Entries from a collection
★ ★ ★ ★
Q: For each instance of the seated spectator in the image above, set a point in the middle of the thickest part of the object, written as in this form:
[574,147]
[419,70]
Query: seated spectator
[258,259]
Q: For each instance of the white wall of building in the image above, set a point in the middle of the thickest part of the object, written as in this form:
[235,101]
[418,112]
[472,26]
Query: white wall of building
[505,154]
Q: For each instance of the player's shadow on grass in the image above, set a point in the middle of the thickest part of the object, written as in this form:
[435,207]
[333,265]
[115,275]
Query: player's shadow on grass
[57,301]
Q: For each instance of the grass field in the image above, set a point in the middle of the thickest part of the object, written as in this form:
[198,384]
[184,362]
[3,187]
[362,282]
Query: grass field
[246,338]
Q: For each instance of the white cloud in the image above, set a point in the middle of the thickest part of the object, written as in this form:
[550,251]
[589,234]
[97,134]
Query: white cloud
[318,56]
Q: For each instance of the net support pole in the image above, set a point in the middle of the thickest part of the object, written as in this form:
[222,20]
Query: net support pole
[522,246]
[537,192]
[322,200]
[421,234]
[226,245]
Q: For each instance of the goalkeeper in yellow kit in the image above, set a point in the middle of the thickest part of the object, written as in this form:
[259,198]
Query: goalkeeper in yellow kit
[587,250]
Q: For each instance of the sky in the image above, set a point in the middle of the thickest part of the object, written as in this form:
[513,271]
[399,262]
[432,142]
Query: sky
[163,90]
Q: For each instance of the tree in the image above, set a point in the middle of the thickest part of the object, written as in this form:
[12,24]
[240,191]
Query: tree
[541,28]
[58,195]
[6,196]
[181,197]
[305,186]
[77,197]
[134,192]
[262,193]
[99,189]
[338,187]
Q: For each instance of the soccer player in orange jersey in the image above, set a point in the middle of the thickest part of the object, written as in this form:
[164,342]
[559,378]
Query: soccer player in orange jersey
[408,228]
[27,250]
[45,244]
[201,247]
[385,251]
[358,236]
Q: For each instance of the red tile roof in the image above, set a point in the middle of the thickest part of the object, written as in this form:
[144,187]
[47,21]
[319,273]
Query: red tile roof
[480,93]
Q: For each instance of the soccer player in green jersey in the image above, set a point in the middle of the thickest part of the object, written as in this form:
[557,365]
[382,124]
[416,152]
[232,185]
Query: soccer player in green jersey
★ ★ ★ ★
# [Request]
Quote all of the rows above word for word, with no changes.

# [Answer to the problem]
Q: For each instance of the seated spectator in the image above, set a point in the middle of the thickest part of the object, written as in this form:
[574,147]
[419,70]
Query: seated spectator
[258,259]
Q: For each instance of the white wall of building in the image above, set a point in the middle of the thickest part of the object, written as in this form:
[235,101]
[418,112]
[472,26]
Query: white wall of building
[505,154]
Q: For each instance of the player's shadow on grass in the image above, set a point in the middle of the thickest part of the object, written as in this form:
[435,207]
[333,265]
[115,275]
Query: player's shadow on grass
[57,301]
Q: For each instance of the grass field in the image above, set a point in the middle of the thickest part of the object, written as in this form:
[198,384]
[184,362]
[3,187]
[362,282]
Query: grass field
[246,338]
Q: For each instance of the white cloud in the image above, set a point in the middle of the thickest part of the object, written as in this form:
[550,251]
[589,234]
[97,134]
Query: white cloud
[318,56]
Q: For each instance of the net support pole in the image above, set a point in the middle of the thickest part of the object, written as in this form:
[222,20]
Query: net support pole
[522,246]
[537,192]
[322,200]
[421,234]
[226,245]
Q: For each instance of the goalkeeper in yellow kit in the image above, set a point in the middle of the thickest part of the object, written as in this form:
[259,198]
Query: goalkeeper in yellow kit
[587,250]
Q: For each instance of the sky in the image above, set a point in the middle of the thickest part of the object, written as in this form:
[513,271]
[399,262]
[432,142]
Query: sky
[163,90]
Q: For each instance of the tree in the image above, set a point in the middle of the thickest part of the object, written as in this form:
[12,24]
[240,191]
Query: tree
[541,28]
[58,195]
[6,196]
[181,197]
[305,186]
[77,197]
[134,192]
[262,193]
[99,189]
[338,187]
Q: For each instance of the soccer player in orange jersey in the image above, set a point in the middle of the thickest part of the object, written as in this form:
[164,342]
[559,378]
Query: soccer player in orange jersey
[408,228]
[27,250]
[45,244]
[201,247]
[385,251]
[358,236]
Q: For each instance of the red tile roof in the image above, set a point in the middle of the thickest part of the object, written as in this form:
[144,187]
[47,21]
[319,273]
Query: red tile roof
[480,93]
Q: For each instance of the soccer player in green jersey in the image above, set a point in the middle of the thickest part of the object, written as in this form:
[557,365]
[382,124]
[416,152]
[232,185]
Query: soccer player in green jersey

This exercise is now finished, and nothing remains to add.